> **Problem description**
Show every line in the entries below where the word "then" appears.

** Opening Data supplied block **

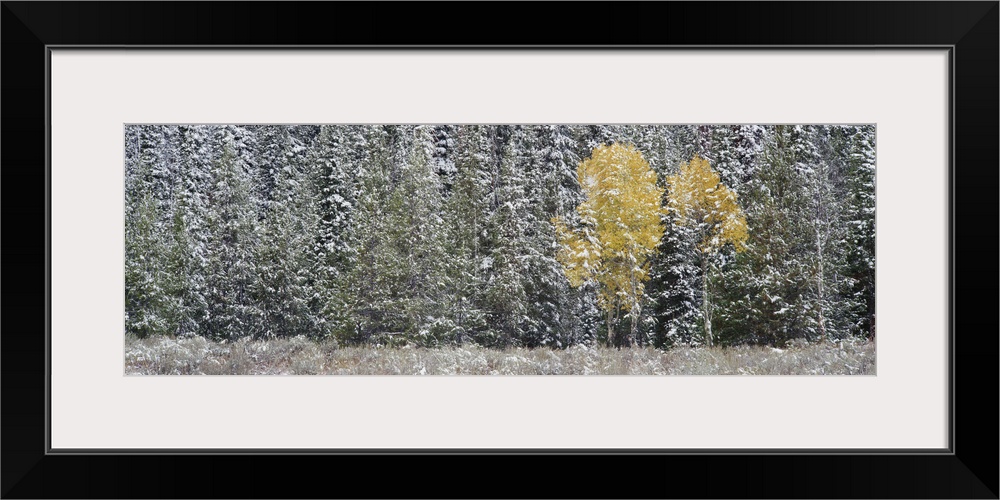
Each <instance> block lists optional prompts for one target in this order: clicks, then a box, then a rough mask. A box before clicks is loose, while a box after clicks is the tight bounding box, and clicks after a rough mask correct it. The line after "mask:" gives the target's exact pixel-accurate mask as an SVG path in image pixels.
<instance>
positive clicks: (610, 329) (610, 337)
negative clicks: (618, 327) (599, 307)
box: [607, 306, 615, 347]
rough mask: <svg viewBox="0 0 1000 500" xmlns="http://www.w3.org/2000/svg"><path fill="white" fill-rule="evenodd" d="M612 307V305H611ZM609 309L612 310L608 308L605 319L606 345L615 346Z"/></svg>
mask: <svg viewBox="0 0 1000 500" xmlns="http://www.w3.org/2000/svg"><path fill="white" fill-rule="evenodd" d="M612 307H614V306H612ZM611 311H612V309H610V308H609V309H608V320H607V323H608V347H614V346H615V327H614V324H613V323H612V319H611Z"/></svg>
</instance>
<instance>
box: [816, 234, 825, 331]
mask: <svg viewBox="0 0 1000 500" xmlns="http://www.w3.org/2000/svg"><path fill="white" fill-rule="evenodd" d="M816 251H817V253H818V254H819V275H818V276H817V277H816V285H817V289H818V291H819V338H820V341H822V342H826V318H825V317H824V316H823V307H824V302H823V245H821V244H820V242H819V237H818V236H817V239H816Z"/></svg>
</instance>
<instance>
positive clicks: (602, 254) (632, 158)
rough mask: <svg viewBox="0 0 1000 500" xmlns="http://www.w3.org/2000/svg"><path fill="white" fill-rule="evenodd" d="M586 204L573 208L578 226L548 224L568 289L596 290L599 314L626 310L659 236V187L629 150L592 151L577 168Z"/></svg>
mask: <svg viewBox="0 0 1000 500" xmlns="http://www.w3.org/2000/svg"><path fill="white" fill-rule="evenodd" d="M577 180H578V181H579V183H580V187H581V188H582V189H583V192H584V194H585V195H586V200H585V201H584V202H583V203H581V204H580V206H578V207H577V213H578V214H579V215H580V219H581V224H580V226H579V227H577V228H574V229H570V228H568V227H567V226H566V223H565V222H564V221H562V220H559V219H553V223H554V224H555V226H556V232H557V234H558V236H559V241H560V243H561V247H560V251H559V253H558V255H557V259H558V260H559V262H560V263H562V265H563V269H564V271H565V273H566V277H567V278H569V281H570V284H571V285H573V286H580V285H582V284H583V283H584V282H586V281H588V280H591V279H593V280H595V281H596V282H597V283H598V284H599V285H600V290H599V293H598V297H599V299H600V302H601V304H602V306H603V307H604V308H605V310H609V311H610V310H612V309H613V308H616V307H617V308H621V309H625V310H631V309H632V308H634V307H635V306H636V305H637V304H638V301H639V299H640V298H641V297H642V293H643V282H644V281H646V280H648V279H649V264H648V258H649V256H650V255H652V253H653V252H654V251H655V249H656V246H657V245H659V243H660V238H662V237H663V231H664V228H663V222H662V220H661V215H662V214H663V209H662V200H663V192H664V190H663V188H660V187H659V186H657V185H656V173H655V172H653V170H652V169H651V168H650V167H649V163H648V162H646V160H645V159H643V157H642V154H641V153H640V152H639V151H638V150H637V149H636V148H635V147H634V146H625V145H621V144H617V143H616V144H612V145H610V146H598V147H596V148H594V150H593V153H592V155H591V157H590V158H587V159H585V160H584V161H582V162H580V164H579V165H578V167H577Z"/></svg>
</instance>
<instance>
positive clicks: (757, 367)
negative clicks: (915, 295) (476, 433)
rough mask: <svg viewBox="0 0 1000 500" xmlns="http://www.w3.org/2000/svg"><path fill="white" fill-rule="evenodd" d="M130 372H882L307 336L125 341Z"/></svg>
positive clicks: (758, 355)
mask: <svg viewBox="0 0 1000 500" xmlns="http://www.w3.org/2000/svg"><path fill="white" fill-rule="evenodd" d="M125 373H126V374H127V375H196V374H206V375H278V374H282V375H315V374H322V375H874V374H875V344H874V343H872V342H860V341H859V342H850V341H844V342H826V343H813V344H805V343H800V344H796V345H794V346H792V347H788V348H786V349H776V348H772V347H764V346H738V347H713V348H705V347H675V348H673V349H670V350H667V351H661V350H658V349H654V348H651V347H646V348H632V349H621V350H618V349H611V348H605V347H586V346H574V347H570V348H568V349H549V348H539V349H520V348H515V349H506V350H497V349H486V348H481V347H474V346H462V347H447V348H436V349H422V348H407V347H404V348H386V347H381V348H379V347H337V346H336V344H335V343H333V342H313V341H311V340H308V339H305V338H301V337H300V338H291V339H276V340H267V341H260V340H240V341H236V342H224V341H223V342H213V341H209V340H206V339H204V338H201V337H189V338H176V339H173V338H168V337H151V338H146V339H137V338H135V337H131V336H126V338H125Z"/></svg>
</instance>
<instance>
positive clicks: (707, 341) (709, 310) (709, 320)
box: [701, 253, 712, 347]
mask: <svg viewBox="0 0 1000 500" xmlns="http://www.w3.org/2000/svg"><path fill="white" fill-rule="evenodd" d="M701 289H702V290H701V303H702V309H703V312H702V314H703V315H704V316H705V342H706V343H707V344H708V346H709V347H712V314H711V312H710V311H711V307H712V305H711V303H710V301H709V298H708V256H707V255H705V254H704V253H703V254H702V256H701Z"/></svg>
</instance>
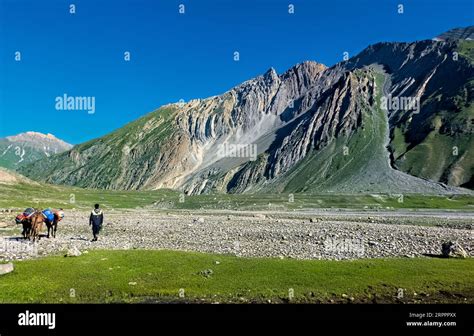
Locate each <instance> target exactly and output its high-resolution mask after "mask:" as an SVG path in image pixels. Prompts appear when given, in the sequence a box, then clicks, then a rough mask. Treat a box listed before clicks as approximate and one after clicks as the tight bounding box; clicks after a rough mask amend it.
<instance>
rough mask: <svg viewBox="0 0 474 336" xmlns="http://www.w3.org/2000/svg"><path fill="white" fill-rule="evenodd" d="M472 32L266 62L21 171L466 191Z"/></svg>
mask: <svg viewBox="0 0 474 336" xmlns="http://www.w3.org/2000/svg"><path fill="white" fill-rule="evenodd" d="M469 30H472V27H469V28H465V31H469ZM461 35H462V36H466V33H461ZM445 36H447V35H445ZM449 36H455V35H453V34H452V33H449ZM473 43H474V42H473V41H469V40H466V39H464V38H463V39H456V38H451V37H450V38H447V39H446V41H444V40H443V41H436V40H426V41H417V42H412V43H378V44H375V45H372V46H369V47H368V48H366V49H365V50H363V51H362V52H361V53H360V54H358V55H357V56H355V57H353V58H351V59H349V60H347V61H344V62H341V63H338V64H336V65H335V66H333V67H330V68H328V67H326V66H324V65H322V64H318V63H316V62H304V63H301V64H298V65H296V66H294V67H292V68H291V69H289V70H288V71H286V72H284V73H283V74H280V75H279V74H277V73H276V71H275V70H274V69H269V70H268V71H267V72H266V73H265V74H263V75H261V76H259V77H256V78H254V79H251V80H249V81H246V82H244V83H242V84H241V85H239V86H237V87H235V88H233V89H231V90H229V91H228V92H226V93H224V94H222V95H220V96H215V97H210V98H207V99H202V100H201V99H197V100H192V101H190V102H187V103H183V104H170V105H166V106H163V107H161V108H160V109H158V110H156V111H154V112H152V113H150V114H148V115H146V116H144V117H142V118H140V119H138V120H137V121H135V122H132V123H130V124H128V125H126V126H125V127H123V128H121V129H119V130H116V131H114V132H112V133H110V134H108V135H106V136H104V137H102V138H99V139H95V140H92V141H89V142H87V143H84V144H81V145H78V146H75V147H74V148H73V149H71V150H69V151H67V152H64V153H61V154H57V155H53V156H51V157H49V158H47V159H44V160H41V161H39V162H37V163H35V164H34V165H28V166H25V167H23V168H21V172H22V173H23V174H25V175H26V176H30V177H32V178H34V179H38V180H41V181H47V182H51V183H58V184H70V185H77V186H82V187H94V188H104V189H157V188H163V187H168V188H177V189H181V190H183V191H184V192H186V193H187V194H200V193H210V192H229V193H242V192H259V191H263V192H267V191H268V192H285V193H290V192H291V193H292V192H337V193H367V192H383V193H412V192H422V193H453V192H465V191H466V190H465V189H460V188H458V187H459V186H464V187H470V188H472V186H473V175H474V155H473V151H474V137H473V132H474V108H473V104H472V103H473V97H474V66H473V59H474V57H473V50H474V44H473Z"/></svg>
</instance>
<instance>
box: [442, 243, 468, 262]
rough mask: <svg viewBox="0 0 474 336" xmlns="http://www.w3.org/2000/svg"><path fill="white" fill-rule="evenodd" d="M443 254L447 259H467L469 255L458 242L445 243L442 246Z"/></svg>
mask: <svg viewBox="0 0 474 336" xmlns="http://www.w3.org/2000/svg"><path fill="white" fill-rule="evenodd" d="M441 253H442V254H443V257H445V258H463V259H464V258H467V257H469V254H468V253H467V252H466V250H464V249H463V247H462V246H461V245H460V244H459V243H457V242H445V243H443V245H442V246H441Z"/></svg>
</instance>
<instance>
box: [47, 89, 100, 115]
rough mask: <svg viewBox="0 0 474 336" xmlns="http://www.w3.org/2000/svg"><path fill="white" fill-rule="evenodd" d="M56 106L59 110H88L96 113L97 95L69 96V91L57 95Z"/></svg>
mask: <svg viewBox="0 0 474 336" xmlns="http://www.w3.org/2000/svg"><path fill="white" fill-rule="evenodd" d="M55 102H56V104H55V108H56V110H58V111H87V113H89V114H94V113H95V97H93V96H92V97H91V96H84V97H82V96H77V97H74V96H68V95H67V93H65V94H63V95H62V96H57V97H56V99H55Z"/></svg>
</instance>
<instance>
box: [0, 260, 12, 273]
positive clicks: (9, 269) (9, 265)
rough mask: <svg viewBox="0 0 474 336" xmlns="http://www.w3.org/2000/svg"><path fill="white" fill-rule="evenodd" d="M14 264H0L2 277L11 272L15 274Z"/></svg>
mask: <svg viewBox="0 0 474 336" xmlns="http://www.w3.org/2000/svg"><path fill="white" fill-rule="evenodd" d="M13 268H14V267H13V264H12V263H8V264H0V275H3V274H7V273H10V272H13Z"/></svg>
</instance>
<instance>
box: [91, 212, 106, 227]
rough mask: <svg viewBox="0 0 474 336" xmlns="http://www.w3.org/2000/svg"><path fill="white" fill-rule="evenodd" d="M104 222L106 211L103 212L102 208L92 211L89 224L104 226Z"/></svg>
mask: <svg viewBox="0 0 474 336" xmlns="http://www.w3.org/2000/svg"><path fill="white" fill-rule="evenodd" d="M103 222H104V213H103V212H102V210H101V209H94V210H92V212H91V216H90V218H89V225H93V226H98V227H100V226H102V223H103Z"/></svg>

** Closing Data supplied block **

> **Response to the task**
Each <instance> block lists optional prompts for one target in this order: clicks, then a box, then a rough mask. A box before clicks is loose, while a box after clicks is the tight bounding box, and clicks after a rough mask correct it. The line after "mask:" gives the target's exact pixel-accurate mask as an SVG path in image pixels.
Locate each <instance> target exactly and output its high-resolution mask after "mask:" as an SVG path in image pixels. Prompts appear when given, in the sequence a box, then clicks, then a rough mask. Treat a box listed before clicks as approximate and one after clicks as the tight bounding box; clicks after a rough mask amend it.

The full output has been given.